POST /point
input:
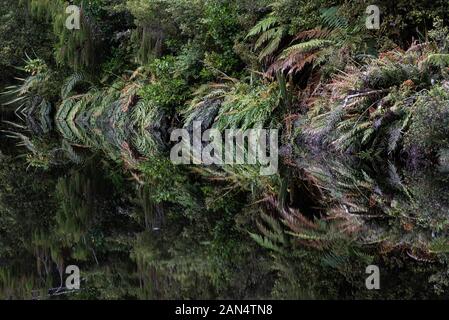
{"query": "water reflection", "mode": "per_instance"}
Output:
(140, 228)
■ ■ ■
- _What the task asks_: Each line above should be written out again exactly, without any image.

- _Written response_:
POST /point
input:
{"query": "water reflection", "mode": "per_instance"}
Output:
(140, 228)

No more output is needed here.